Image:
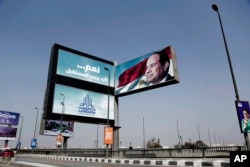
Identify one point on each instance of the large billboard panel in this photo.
(153, 70)
(243, 112)
(7, 133)
(82, 73)
(52, 127)
(82, 103)
(9, 118)
(83, 68)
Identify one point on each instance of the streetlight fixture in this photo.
(216, 9)
(108, 95)
(108, 106)
(36, 122)
(178, 134)
(19, 137)
(62, 112)
(199, 132)
(143, 134)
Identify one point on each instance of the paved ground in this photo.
(149, 162)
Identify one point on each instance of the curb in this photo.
(149, 162)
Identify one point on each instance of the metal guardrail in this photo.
(208, 152)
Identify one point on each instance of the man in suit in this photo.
(157, 68)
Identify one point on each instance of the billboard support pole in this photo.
(37, 111)
(62, 116)
(108, 107)
(216, 9)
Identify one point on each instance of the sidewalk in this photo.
(149, 162)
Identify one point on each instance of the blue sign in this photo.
(33, 143)
(9, 118)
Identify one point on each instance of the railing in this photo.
(208, 152)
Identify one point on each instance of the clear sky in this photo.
(119, 31)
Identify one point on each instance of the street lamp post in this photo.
(108, 107)
(108, 95)
(143, 134)
(209, 138)
(62, 112)
(199, 132)
(216, 9)
(20, 132)
(178, 133)
(36, 122)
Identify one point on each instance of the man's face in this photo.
(155, 72)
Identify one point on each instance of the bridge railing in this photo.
(208, 152)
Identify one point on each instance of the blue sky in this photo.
(120, 31)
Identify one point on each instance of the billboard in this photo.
(153, 70)
(243, 110)
(82, 79)
(7, 133)
(82, 103)
(9, 118)
(52, 128)
(108, 135)
(83, 68)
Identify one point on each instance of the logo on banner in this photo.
(86, 107)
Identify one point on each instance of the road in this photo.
(63, 163)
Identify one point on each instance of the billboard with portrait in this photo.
(7, 133)
(242, 108)
(153, 70)
(82, 103)
(9, 118)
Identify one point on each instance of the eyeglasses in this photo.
(152, 65)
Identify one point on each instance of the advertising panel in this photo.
(83, 68)
(9, 118)
(7, 133)
(108, 135)
(155, 69)
(83, 103)
(52, 127)
(242, 108)
(59, 140)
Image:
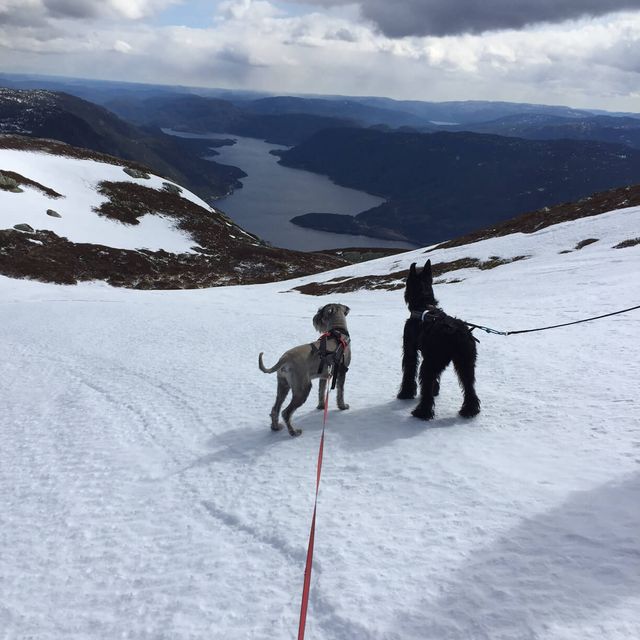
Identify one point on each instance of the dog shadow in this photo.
(558, 568)
(357, 430)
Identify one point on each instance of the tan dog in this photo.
(298, 366)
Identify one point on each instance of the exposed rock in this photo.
(7, 183)
(171, 188)
(585, 243)
(632, 242)
(136, 173)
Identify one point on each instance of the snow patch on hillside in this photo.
(145, 496)
(77, 181)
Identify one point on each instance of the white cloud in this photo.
(254, 45)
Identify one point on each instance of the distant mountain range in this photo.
(48, 114)
(444, 168)
(206, 115)
(442, 185)
(71, 215)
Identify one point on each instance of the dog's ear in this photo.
(426, 272)
(317, 320)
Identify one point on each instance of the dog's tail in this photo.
(275, 367)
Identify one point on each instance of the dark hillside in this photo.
(442, 185)
(46, 114)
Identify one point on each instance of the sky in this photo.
(580, 53)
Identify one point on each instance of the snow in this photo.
(77, 180)
(144, 495)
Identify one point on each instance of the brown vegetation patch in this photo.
(594, 205)
(362, 254)
(396, 280)
(44, 256)
(20, 180)
(632, 242)
(585, 243)
(55, 147)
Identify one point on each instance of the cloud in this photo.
(35, 12)
(253, 44)
(399, 18)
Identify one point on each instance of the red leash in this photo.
(312, 535)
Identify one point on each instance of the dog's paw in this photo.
(422, 413)
(469, 412)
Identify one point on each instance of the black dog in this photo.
(440, 339)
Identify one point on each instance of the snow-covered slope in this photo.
(144, 495)
(77, 181)
(69, 214)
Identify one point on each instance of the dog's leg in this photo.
(281, 394)
(430, 370)
(300, 395)
(322, 389)
(465, 368)
(408, 388)
(342, 375)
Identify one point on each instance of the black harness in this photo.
(433, 316)
(333, 359)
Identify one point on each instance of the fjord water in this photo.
(272, 194)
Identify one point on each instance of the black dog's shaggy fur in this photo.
(441, 339)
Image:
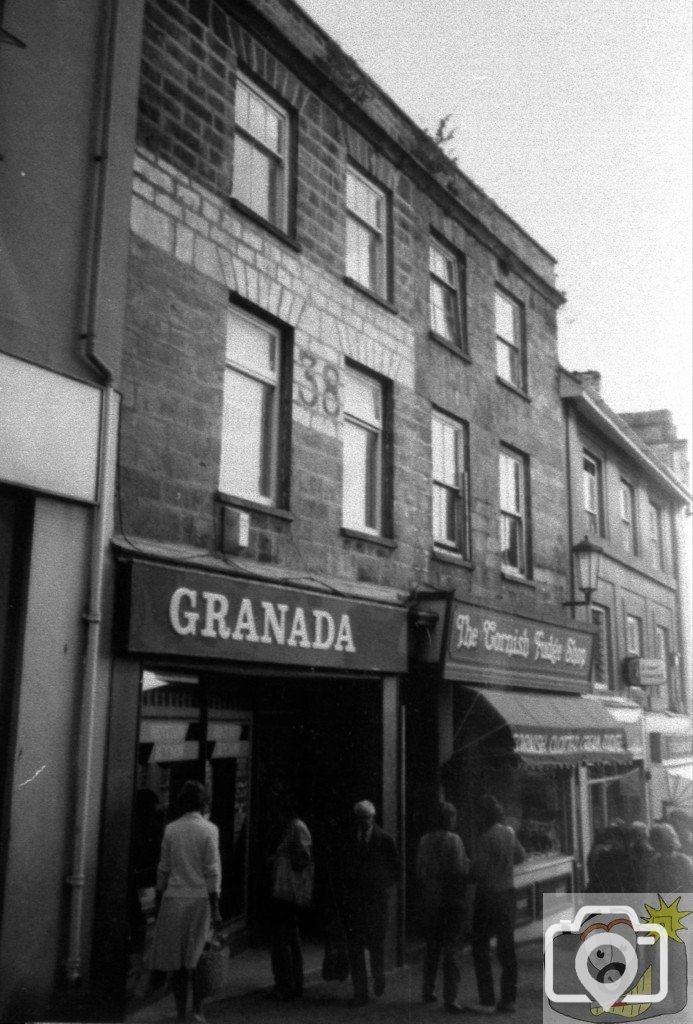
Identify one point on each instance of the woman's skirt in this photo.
(180, 933)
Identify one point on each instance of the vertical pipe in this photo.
(85, 763)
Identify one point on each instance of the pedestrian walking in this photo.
(640, 853)
(497, 851)
(188, 882)
(683, 825)
(610, 866)
(442, 868)
(370, 867)
(669, 869)
(293, 877)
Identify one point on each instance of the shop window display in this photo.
(543, 828)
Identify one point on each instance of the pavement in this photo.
(246, 998)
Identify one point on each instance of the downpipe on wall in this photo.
(73, 964)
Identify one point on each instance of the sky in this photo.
(574, 116)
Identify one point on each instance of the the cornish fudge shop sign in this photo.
(208, 614)
(484, 644)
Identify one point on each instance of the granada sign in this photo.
(208, 614)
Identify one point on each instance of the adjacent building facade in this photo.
(68, 104)
(627, 485)
(326, 511)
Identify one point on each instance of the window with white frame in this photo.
(250, 425)
(592, 488)
(445, 294)
(513, 513)
(634, 635)
(362, 438)
(656, 538)
(626, 503)
(449, 483)
(509, 340)
(602, 664)
(261, 155)
(366, 219)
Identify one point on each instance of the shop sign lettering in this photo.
(534, 645)
(211, 615)
(481, 637)
(170, 610)
(568, 743)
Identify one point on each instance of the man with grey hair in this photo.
(370, 868)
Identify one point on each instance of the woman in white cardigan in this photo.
(188, 882)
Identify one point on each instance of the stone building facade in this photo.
(340, 539)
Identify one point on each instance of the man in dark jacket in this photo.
(371, 867)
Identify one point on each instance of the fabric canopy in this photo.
(545, 730)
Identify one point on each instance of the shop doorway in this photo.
(257, 742)
(188, 729)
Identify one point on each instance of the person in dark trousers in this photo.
(292, 891)
(610, 866)
(497, 852)
(442, 868)
(188, 881)
(640, 853)
(370, 867)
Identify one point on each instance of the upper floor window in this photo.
(261, 155)
(592, 488)
(656, 538)
(365, 233)
(450, 493)
(627, 522)
(509, 340)
(602, 665)
(634, 635)
(362, 483)
(514, 535)
(445, 295)
(250, 434)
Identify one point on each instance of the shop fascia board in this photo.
--- --- ---
> _Stated task_
Quote each line of the listing exactly, but leave the pictures out.

> _Exercise solution_
Image:
Identify one point on each instance of the large billboard panel in this photo.
(153, 70)
(243, 112)
(7, 133)
(82, 73)
(52, 127)
(82, 103)
(9, 118)
(83, 68)
Identify one point on each instance of the streetlight fixture in this photo.
(216, 9)
(108, 95)
(108, 106)
(36, 122)
(178, 134)
(19, 137)
(62, 112)
(199, 132)
(143, 134)
Identify one point on each instance of the paved ground in this photo.
(149, 162)
Identify one point on each instance of the curb in this photo.
(149, 162)
Identify one point on each instance of the metal guardrail in this photo.
(208, 152)
Identify one point on each instance of the man in suit in this photo.
(157, 68)
Identify one point on each instance of the billboard support pole in this photo.
(37, 111)
(62, 116)
(108, 107)
(216, 9)
Identify one point on each instance of the sidewalk in this photo.
(149, 162)
Identify one point on each instance of the blue sign in this photo.
(33, 143)
(9, 118)
Identify one point on each instance of the railing in this photo.
(208, 152)
Identify one point on each instance of the clear sky in this photo.
(119, 31)
Identify one point on each instance of the street lamp post in this photo.
(108, 107)
(108, 95)
(143, 134)
(209, 138)
(62, 112)
(199, 132)
(216, 9)
(20, 132)
(178, 133)
(36, 122)
Identify one point on each instance of the man's face in this photo.
(155, 72)
Identify one point on each instance of the bridge railing in this photo.
(208, 152)
Identify one point on each instance of the blue sky in this photo.
(120, 31)
Identify one point on each instance of the billboard in this photo.
(153, 70)
(243, 110)
(82, 79)
(7, 133)
(82, 103)
(9, 118)
(52, 128)
(108, 135)
(83, 68)
Identify one point on each instance of the logo on banner in this photo.
(86, 107)
Identify one point on each instance of the road in this photo.
(63, 163)
Identify one point on each instance of the billboard with portrait in this photo.
(7, 133)
(242, 108)
(153, 70)
(82, 103)
(9, 118)
Identify one point on each instance of the eyeglasses in this photo.
(152, 65)
Identify one point on each instance of the advertising panel in this photo.
(83, 68)
(9, 118)
(7, 133)
(108, 135)
(155, 69)
(83, 103)
(52, 127)
(242, 108)
(59, 140)
Image:
Identify one point on each instance of the dog shadow in this photo.
(558, 568)
(357, 430)
Identify one point on each instance of the tan dog in this photo.
(298, 366)
Identify one point on each instance of the exposed rock in this photo.
(7, 183)
(171, 188)
(585, 243)
(632, 242)
(136, 173)
Identify one point on each instance of the snow patch on hillside in this photo.
(145, 496)
(77, 181)
Identify one point on each instance of the white cloud in this photo.
(254, 45)
Identify one point on each instance of the distant mountain range in this photo.
(48, 114)
(444, 168)
(206, 115)
(442, 185)
(71, 215)
Identify one point on each instance of the dog's ear in this photo.
(426, 272)
(317, 320)
Identify one point on each instance of the dog's tail in this photo.
(275, 367)
Identify one point on each instance of the dark hillside in this photo.
(442, 185)
(46, 114)
Identify one point on each instance of the sky in this photo.
(580, 53)
Identify one point on each instance of the snow in this photo.
(77, 180)
(144, 495)
Identify one point on each instance of the brown vegetation patch in this photo.
(594, 205)
(362, 254)
(396, 280)
(44, 256)
(20, 180)
(632, 242)
(585, 243)
(55, 147)
Identify one point on each instance of the cloud in this photo.
(35, 12)
(253, 44)
(399, 18)
Identify one point on each instance of the red leash in this photo.
(312, 535)
Identify one point on each instance of the dog's paw in this photo.
(422, 413)
(469, 412)
Identify one point on each instance of the black dog in this photo.
(440, 339)
Identify one point on each instance of the snow-covered slope in this photo.
(144, 495)
(77, 181)
(69, 214)
Identify one point on each instance of the dog's leg in this photo.
(281, 394)
(430, 370)
(300, 395)
(322, 389)
(465, 368)
(408, 388)
(342, 375)
Identify one point on each instance of the black harness in this photo.
(433, 316)
(333, 359)
Identify one point on each instance of the fjord water in this photo.
(272, 194)
Identify one point on each instance of the black dog's shaggy fur in this photo.
(441, 339)
Image:
Identify one point on each instance of the woman's skirt in this photo.
(180, 933)
Identify one point on each instance of the vertical pipe in this photo.
(85, 763)
Identify one point on each instance of the pedestrian walking in this photo.
(640, 853)
(497, 851)
(188, 882)
(683, 825)
(610, 866)
(442, 868)
(370, 867)
(669, 869)
(293, 877)
Identify one point on each instance of the shop window display in this photo.
(543, 828)
Identify one point on each instance of the pavement in this photo.
(246, 998)
Identify one point on each instance of the downpipe on wall in this photo.
(73, 964)
Identify one point on each instance of the sky in this photo.
(574, 116)
Identify one point on each instance of the the cornish fudge shop sign in this photo.
(208, 614)
(484, 644)
Identify one point on each instance of the granada sign in this photo.
(208, 614)
Identify one point on each instance of the adjacent building facade in this photo.
(68, 104)
(627, 485)
(326, 511)
Identify one point on each instance of the window with white frame in this photo.
(250, 425)
(592, 488)
(445, 294)
(513, 513)
(634, 635)
(362, 438)
(656, 538)
(626, 503)
(449, 483)
(509, 340)
(602, 664)
(261, 155)
(366, 219)
Identify one point on each instance of the shop sign lettering in this photo.
(534, 645)
(211, 615)
(481, 637)
(170, 610)
(568, 743)
Identify one point on each instance of the man with grey hair in this photo.
(370, 868)
Identify one point on each instance of the woman in white cardigan in this photo.
(188, 882)
Identify one point on each instance of the stone building facade in this photo.
(340, 539)
Identify one point on each instance of the man in dark jacket in this photo.
(371, 867)
Identify one point on each instance of the fabric canopy in this photo.
(545, 730)
Identify one point on each instance of the shop doorway in this photo.
(257, 742)
(188, 729)
Identify one point on each instance of the person in dark trousers in this photo.
(292, 891)
(610, 866)
(497, 852)
(442, 868)
(188, 881)
(640, 853)
(370, 867)
Identify one point on each instance of the upper floor window in this photo.
(261, 155)
(592, 488)
(656, 538)
(365, 233)
(450, 493)
(627, 522)
(509, 340)
(602, 665)
(634, 635)
(362, 483)
(514, 535)
(445, 295)
(250, 434)
Identify one point on each instance of the shop fascia board in this photo.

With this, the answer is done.